### What you have to do
Write out all entries word for word.
────────────────────
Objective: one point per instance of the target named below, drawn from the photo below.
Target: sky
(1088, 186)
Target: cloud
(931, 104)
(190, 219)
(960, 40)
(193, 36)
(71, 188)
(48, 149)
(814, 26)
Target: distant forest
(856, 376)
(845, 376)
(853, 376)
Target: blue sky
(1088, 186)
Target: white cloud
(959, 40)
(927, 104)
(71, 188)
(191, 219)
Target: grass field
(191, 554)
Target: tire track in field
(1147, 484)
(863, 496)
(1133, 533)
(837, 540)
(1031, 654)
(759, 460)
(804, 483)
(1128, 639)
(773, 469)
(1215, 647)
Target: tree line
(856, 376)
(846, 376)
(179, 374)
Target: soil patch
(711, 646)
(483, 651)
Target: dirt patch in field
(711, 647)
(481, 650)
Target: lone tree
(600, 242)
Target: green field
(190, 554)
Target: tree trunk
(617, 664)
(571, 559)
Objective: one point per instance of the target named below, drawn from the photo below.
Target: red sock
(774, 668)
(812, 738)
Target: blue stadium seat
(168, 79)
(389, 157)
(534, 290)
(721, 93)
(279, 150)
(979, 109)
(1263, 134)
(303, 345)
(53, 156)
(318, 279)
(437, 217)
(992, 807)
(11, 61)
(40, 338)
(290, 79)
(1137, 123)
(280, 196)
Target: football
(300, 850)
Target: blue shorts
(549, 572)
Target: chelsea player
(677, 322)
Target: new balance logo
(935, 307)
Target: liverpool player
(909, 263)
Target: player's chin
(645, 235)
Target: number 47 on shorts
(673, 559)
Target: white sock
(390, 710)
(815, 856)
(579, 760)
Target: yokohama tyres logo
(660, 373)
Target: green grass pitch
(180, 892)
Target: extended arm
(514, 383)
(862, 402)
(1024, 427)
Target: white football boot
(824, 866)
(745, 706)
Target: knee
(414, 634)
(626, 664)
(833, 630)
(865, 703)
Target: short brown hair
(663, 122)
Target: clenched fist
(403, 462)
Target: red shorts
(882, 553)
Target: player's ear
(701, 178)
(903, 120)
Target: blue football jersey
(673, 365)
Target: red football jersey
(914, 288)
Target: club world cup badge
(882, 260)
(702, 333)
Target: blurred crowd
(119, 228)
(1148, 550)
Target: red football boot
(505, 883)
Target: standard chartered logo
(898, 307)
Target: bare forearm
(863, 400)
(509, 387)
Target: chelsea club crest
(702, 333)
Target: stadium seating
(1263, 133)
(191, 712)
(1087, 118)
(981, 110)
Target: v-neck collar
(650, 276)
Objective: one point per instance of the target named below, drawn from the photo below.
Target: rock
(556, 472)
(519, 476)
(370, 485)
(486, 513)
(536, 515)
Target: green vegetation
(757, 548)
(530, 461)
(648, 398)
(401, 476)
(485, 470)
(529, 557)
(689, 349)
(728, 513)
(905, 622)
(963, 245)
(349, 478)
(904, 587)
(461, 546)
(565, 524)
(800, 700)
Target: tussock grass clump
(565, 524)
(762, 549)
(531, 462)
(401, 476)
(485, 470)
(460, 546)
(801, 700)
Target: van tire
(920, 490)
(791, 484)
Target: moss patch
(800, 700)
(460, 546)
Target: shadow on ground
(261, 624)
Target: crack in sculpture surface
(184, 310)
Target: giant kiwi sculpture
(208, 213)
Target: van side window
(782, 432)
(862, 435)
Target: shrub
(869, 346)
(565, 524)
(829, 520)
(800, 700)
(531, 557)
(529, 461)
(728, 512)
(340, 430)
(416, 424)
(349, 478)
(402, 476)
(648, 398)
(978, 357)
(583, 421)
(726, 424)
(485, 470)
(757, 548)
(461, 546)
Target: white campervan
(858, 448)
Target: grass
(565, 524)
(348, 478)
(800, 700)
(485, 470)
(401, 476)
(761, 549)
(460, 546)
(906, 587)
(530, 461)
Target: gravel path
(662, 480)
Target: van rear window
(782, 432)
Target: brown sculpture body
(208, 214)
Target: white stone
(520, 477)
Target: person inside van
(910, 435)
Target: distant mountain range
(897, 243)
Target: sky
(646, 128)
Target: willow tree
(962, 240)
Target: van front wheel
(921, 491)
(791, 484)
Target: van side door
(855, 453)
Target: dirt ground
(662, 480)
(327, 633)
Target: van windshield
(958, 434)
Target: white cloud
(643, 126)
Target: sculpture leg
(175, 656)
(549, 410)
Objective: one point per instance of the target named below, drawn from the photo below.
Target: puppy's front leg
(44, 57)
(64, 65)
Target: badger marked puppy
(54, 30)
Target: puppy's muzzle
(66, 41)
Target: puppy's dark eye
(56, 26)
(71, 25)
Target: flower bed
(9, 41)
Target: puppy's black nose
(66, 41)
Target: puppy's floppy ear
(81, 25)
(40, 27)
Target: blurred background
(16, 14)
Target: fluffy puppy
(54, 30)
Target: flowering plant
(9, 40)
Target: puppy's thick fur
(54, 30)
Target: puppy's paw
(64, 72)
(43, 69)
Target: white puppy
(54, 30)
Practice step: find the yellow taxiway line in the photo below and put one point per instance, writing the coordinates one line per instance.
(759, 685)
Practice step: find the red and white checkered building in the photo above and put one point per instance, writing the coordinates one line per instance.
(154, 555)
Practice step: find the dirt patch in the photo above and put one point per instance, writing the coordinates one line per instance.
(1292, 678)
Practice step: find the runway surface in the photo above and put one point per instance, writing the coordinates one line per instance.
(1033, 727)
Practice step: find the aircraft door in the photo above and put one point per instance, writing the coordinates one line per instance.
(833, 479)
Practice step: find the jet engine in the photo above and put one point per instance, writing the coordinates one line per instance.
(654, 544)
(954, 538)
────────────────────
### Task answer
Objective: one point per instance of the target named below, drawn from the photo below.
Target: sky
(1088, 186)
Target: cloud
(931, 104)
(190, 219)
(960, 40)
(193, 36)
(71, 188)
(48, 149)
(814, 26)
Target: distant forest
(856, 376)
(845, 376)
(853, 376)
Target: blue sky
(1088, 186)
Target: white cloud
(959, 40)
(927, 104)
(71, 188)
(191, 219)
Target: grass field
(191, 554)
Target: tire track in field
(1147, 484)
(863, 496)
(1133, 533)
(837, 540)
(1031, 654)
(759, 460)
(804, 483)
(1128, 639)
(773, 469)
(1215, 647)
Target: tree line
(856, 376)
(846, 376)
(179, 374)
Target: soil patch
(711, 646)
(483, 651)
Target: dirt patch in field
(711, 647)
(481, 650)
Target: lone tree
(600, 242)
Target: green field
(190, 554)
Target: tree trunk
(617, 664)
(571, 559)
Objective: one point per instance of the target named below, drawn from the photo below.
Target: red sock
(774, 668)
(812, 738)
Target: blue stadium seat
(168, 79)
(389, 157)
(534, 290)
(721, 93)
(279, 150)
(979, 109)
(1263, 134)
(303, 345)
(53, 156)
(318, 279)
(437, 217)
(992, 807)
(11, 61)
(40, 338)
(290, 79)
(1137, 123)
(280, 196)
Target: football
(300, 850)
Target: blue shorts
(549, 572)
Target: chelsea player
(677, 322)
Target: new balance logo
(935, 307)
Target: liverpool player
(909, 263)
Target: player's chin
(645, 235)
Target: number 47 on shorts
(673, 559)
Target: white sock
(390, 710)
(815, 856)
(579, 760)
Target: yokohama tyres logo
(660, 373)
Target: green grass pitch
(180, 892)
Target: extended arm
(514, 383)
(862, 402)
(1024, 427)
Target: white football boot
(824, 866)
(745, 706)
Target: knee
(414, 634)
(626, 664)
(833, 630)
(865, 703)
Target: short brown hair
(663, 122)
Target: clenched fist
(403, 462)
Target: red shorts
(882, 553)
Target: player's ear
(701, 178)
(903, 120)
Target: blue football jersey
(673, 365)
Target: red football jersey
(914, 288)
Target: club world cup badge
(882, 260)
(702, 333)
Target: blurred crowd
(119, 228)
(1148, 550)
Target: red football boot
(505, 883)
Target: standard chartered logo
(898, 307)
Target: bare forearm
(863, 400)
(509, 387)
Target: chelsea club crest
(702, 333)
Target: stadium seating
(1263, 133)
(191, 712)
(1087, 118)
(981, 110)
Target: v-neck collar
(650, 276)
Objective: one point per instance of the target named below, drawn from the photo below.
Target: rock
(556, 472)
(519, 476)
(370, 485)
(486, 513)
(536, 515)
Target: green vegetation
(757, 548)
(530, 461)
(648, 398)
(401, 476)
(485, 470)
(529, 557)
(689, 349)
(728, 513)
(905, 622)
(963, 245)
(349, 478)
(904, 587)
(461, 546)
(565, 524)
(800, 700)
Target: tussock grass clump
(565, 524)
(762, 549)
(531, 462)
(401, 476)
(485, 470)
(460, 546)
(801, 700)
Target: van tire
(920, 490)
(791, 484)
Target: moss patch
(800, 700)
(460, 546)
Target: shadow on ground
(261, 624)
Target: crack in sculpture surface
(184, 310)
Target: giant kiwi sculpture
(208, 213)
Target: van side window
(782, 432)
(862, 435)
Target: shrub
(869, 346)
(565, 524)
(829, 520)
(800, 700)
(531, 557)
(529, 461)
(728, 512)
(340, 430)
(416, 424)
(349, 478)
(402, 476)
(648, 398)
(978, 357)
(583, 421)
(726, 424)
(485, 470)
(757, 548)
(461, 546)
Target: white campervan
(858, 448)
Target: grass
(565, 524)
(348, 478)
(800, 700)
(485, 470)
(401, 476)
(761, 549)
(460, 546)
(906, 587)
(530, 461)
Target: gravel path
(662, 480)
Target: van rear window
(782, 432)
Target: brown sculpture body
(208, 214)
Target: white stone
(520, 477)
Target: person inside van
(910, 435)
Target: distant mountain range
(897, 243)
Target: sky
(646, 128)
Target: willow tree
(962, 240)
Target: van front wheel
(921, 491)
(791, 484)
Target: van side door
(855, 453)
Target: dirt ground
(662, 480)
(327, 633)
Target: van windshield
(958, 434)
Target: white cloud
(643, 126)
Target: sculpture leg
(175, 656)
(549, 410)
Objective: one point per instance of the target named below, drawn from the photo below.
Target: puppy's front leg
(44, 57)
(64, 65)
Target: badger marked puppy
(54, 30)
Target: puppy's muzzle
(66, 41)
Target: puppy's dark eye
(56, 26)
(71, 25)
Target: flower bed
(9, 41)
Target: puppy's black nose
(66, 41)
Target: puppy's floppy ear
(81, 25)
(40, 27)
Target: blurred background
(16, 14)
Target: fluffy puppy
(54, 30)
Target: flowering plant
(9, 40)
Target: puppy's thick fur
(54, 30)
Target: puppy's paw
(64, 72)
(43, 69)
Target: white puppy
(54, 30)
Practice step: find the yellow taxiway line in the photo below and put one point per instance, writing the coordinates one line per instance.
(759, 685)
Practice step: find the red and white checkered building in the photo above and put one point per instance, writing the coordinates one line per instance.
(154, 555)
Practice step: find the dirt patch in the photo above and put one point per instance, writing the coordinates one line per instance.
(1292, 678)
Practice step: find the runway surface in the photo above and put one point per instance, writing the coordinates one line per instance.
(1033, 727)
Practice step: find the aircraft door in the photo above and put one point per instance, writing the coordinates one line per instance.
(833, 479)
Practice step: find the jet engine in the photo above and put one point per instance, writing the coordinates one line per instance.
(654, 544)
(954, 538)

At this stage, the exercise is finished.